On 12/16/2011 9:49 AM, Mary Yugo wrote:
On Thu, Dec 15, 2011 at 3:07 PM, Jed Rothwell <jedrothw...@gmail.com
<mailto:jedrothw...@gmail.com>> wrote:
Aussie Guy E-Cat <aussieguy.e...@gmail.com
<mailto:aussieguy.e...@gmail.com>> wrote:
For the E-Cat or any other LENR generator to make inroads into
the global energy generation market, the LCOE per kWh of
delivered energy must be lower than from any other comparable
energy sources or there is simply no market for it.
Yup. That's a key point.
You mean a market for the device as a practical source of energy.
A person could sell eCats as experimental devices. You could sell
thousands at a premium price to laboratories worldwide. Later you
might even sell them as a novelty item, similar to today's
high-end electric cars. Toys for rich people. Early automobiles
and microcomputers were novelty items.
The top of the LCOE scale probably starts as a drop it in a
remote site (could be in outer space) somewhere and generate
heat and electricity. For that market the acceptable LCOE of
the delivered energy is very high.
Yup again. Other examples of critical power that people will pay a
premium for include: pacemaker batteries, heart assist pumps
(Ventricular Assist Device), hearing aid batteries, watch
batteries, remote telephone repeaters, cell phone
batteries, aviation, and highway sensors (now served by solar panels).
The technology has to be developed to a high state of reliability
before such applications can be served. The same goes for military
applications, as you pointed out.

Given entries:

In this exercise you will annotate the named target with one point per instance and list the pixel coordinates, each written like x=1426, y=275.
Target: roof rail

---

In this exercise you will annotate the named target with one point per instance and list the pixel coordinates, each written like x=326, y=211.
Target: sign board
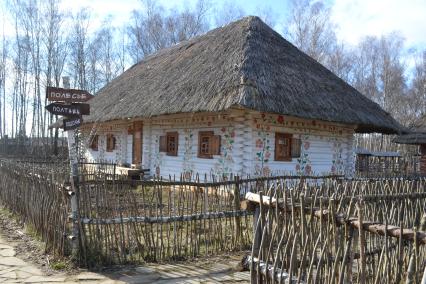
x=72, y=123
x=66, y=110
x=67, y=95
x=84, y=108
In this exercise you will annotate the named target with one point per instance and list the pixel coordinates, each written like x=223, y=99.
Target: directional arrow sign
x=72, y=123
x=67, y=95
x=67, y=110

Written instruction 1: Could you quote the E-Cat thread word for word, starting at "A person could" and ending at "is very high."?
Written instruction 2: Can you turn the E-Cat thread paragraph that opens "You mean a market for the device" into a brief list that keeps its main facts?
Written instruction 3: What would come next in the E-Cat thread after its last sentence? Write that continuation.
The material placed after the E-Cat thread is separate from it.

Reply 1:
A person could sell eCats as experimental devices. You could sell
thousands at a premium price to laboratories worldwide. Later you
might even sell them as a novelty item, similar to today's
high-end electric cars. Toys for rich people. Early automobiles
and microcomputers were novelty items.
The top of the LCOE scale probably starts as a drop it in a
remote site (could be in outer space) somewhere and generate
heat and electricity. For that market the acceptable LCOE of
the delivered energy is very high.

Reply 2:
- The claim concerns a market for the device as a practical energy source.
- eCats could be sold as experimental devices, thousands of them at a premium price to laboratories worldwide.
- Later they might be sold as novelty items, like today's high-end electric cars: toys for rich people.
- Early automobiles and microcomputers were novelty items.

Reply 3:
For domestic situations the max acceptable LCOE drops quite a
bit and for on grid electricity generation the required LCOE
hits rock bottom.
Yup. Because of that, this is may be the last market you want to
approach.
See Christensen, "The Innovator's Dilemma" for ideas about good
markets to begin with. This book introduces the concepts of
disruptive versus sustaining technology. These terms have become
widely used clichés in modern business, but people often
misunderstand the original concept. I discussed this book in
chapter 7 of my book. I highly recommend reading the original.
Christensen came out with a follow-up book which was also
interesting. It needs editing.
I don't understand any of that in the slightest. The device as it is
supposed to be would immediately and without any changes be an
excellent heat source. That's what makes the famous photo of Rossi,
Levi and Focardi (was it?) huddled around the E-cat in huge winter
coats so comical! Even as primitive a device as the early E-cats
would be completely welcome as a space heater and hot water source in
any cold environment. Imagine an isolated ski cabin in the Alps with
no electricity. You wouldn't need to gather wood any more to keep
warm all winter long. Same for cooking.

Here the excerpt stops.